> Passage:
--*--

Roller girls battlefield
Journalist Grace Uhr gets her skates on to tackle the growing craze for roller derby.
It took about two months for my boss to convince me to join the Cairns roller derby girls for a skate, so I could write about their sport from "personal experience".
Then it took an extra-long time for me to psych up enough courage to get out of the car when I arrived at their training session last weekend.
When you’re told to go into the sporting arena alongside girls that call themselves names such as Malice N’ Mayhem, Killer Bones and Lambikini, it’s not exactly a decision you take lightly.
And with a sporting background that involves the somewhat girlier domains of netball and jazz ballet, I wasn’t really sure it was somewhere I belonged.
But with my helmet and mouthguard packed, worker’s compensation form ready to be filled out and boyfriend on call to drive me to the hospital, I stepped on to the turf of the Reef City Roller Girls.
"Hi, I’m Grace from The Cairns Post. I’ve come to skate with you guys today," I utter tentatively to a woman with hot pink hair and tattoo-covered arms.
She breaks into a big smile. "Hey Grace, I’m Denise – well DiePolar B...h. I wasn’t sure what size skates you were so I’ve got three pairs and all your safety gear. Let me know whatever you need."
She couldn’t have been nicer and more helpful. This was not what I expected.
But it is stereotypes like my own that these girls are fighting to shrug off.
"People think we’re angry, man-hating lesbians that don’t shave their armpits, but we’re not, we’re empowered women and I think we show it doesn’t matter where you come from as long as you’re in control of your empowerment," DiePolar tells me later.

--*--

> Extracted records:
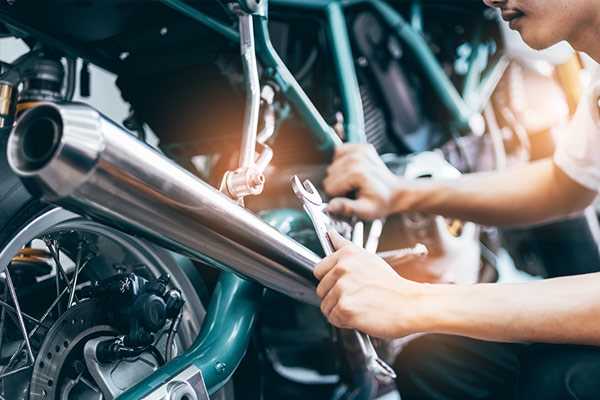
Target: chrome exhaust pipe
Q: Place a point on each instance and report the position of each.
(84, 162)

--*--

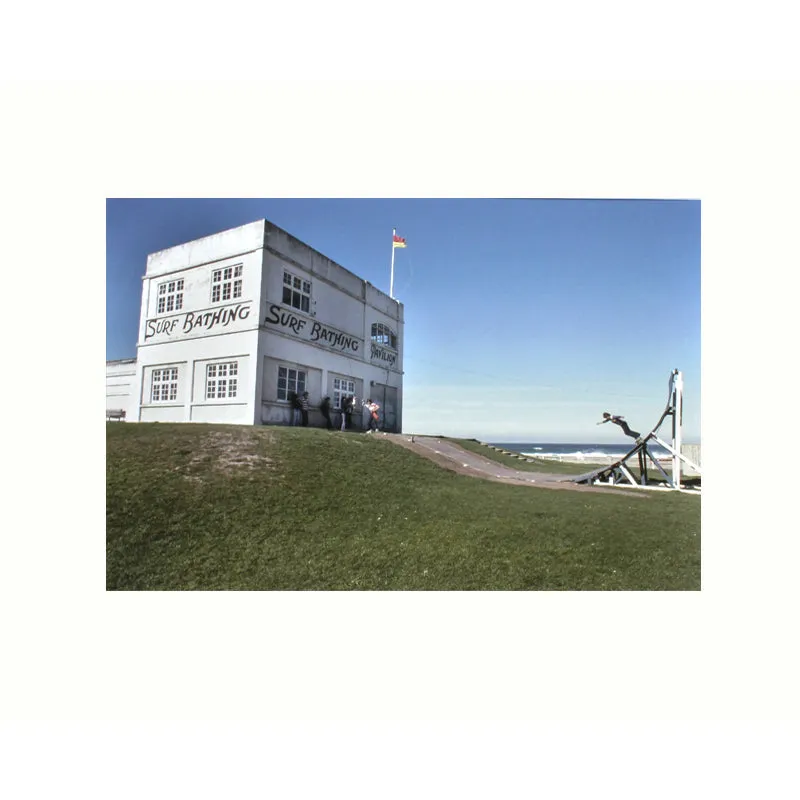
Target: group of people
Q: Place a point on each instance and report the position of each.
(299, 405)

--*--

> Questions to answer:
a) According to the roller derby article, which team did Grace Uhr skate with?
b) Extract the portion of the roller derby article that begins at the words "But with my" and stops after the words "what I expected.", without changing anything.

> Answers in order:
a) The Reef City Roller Girls.

b)
But with my helmet and mouthguard packed, worker’s compensation form ready to be filled out and boyfriend on call to drive me to the hospital, I stepped on to the turf of the Reef City Roller Girls.
"Hi, I’m Grace from The Cairns Post. I’ve come to skate with you guys today," I utter tentatively to a woman with hot pink hair and tattoo-covered arms.
She breaks into a big smile. "Hey Grace, I’m Denise – well DiePolar B...h. I wasn’t sure what size skates you were so I’ve got three pairs and all your safety gear. Let me know whatever you need."
She couldn’t have been nicer and more helpful. This was not what I expected.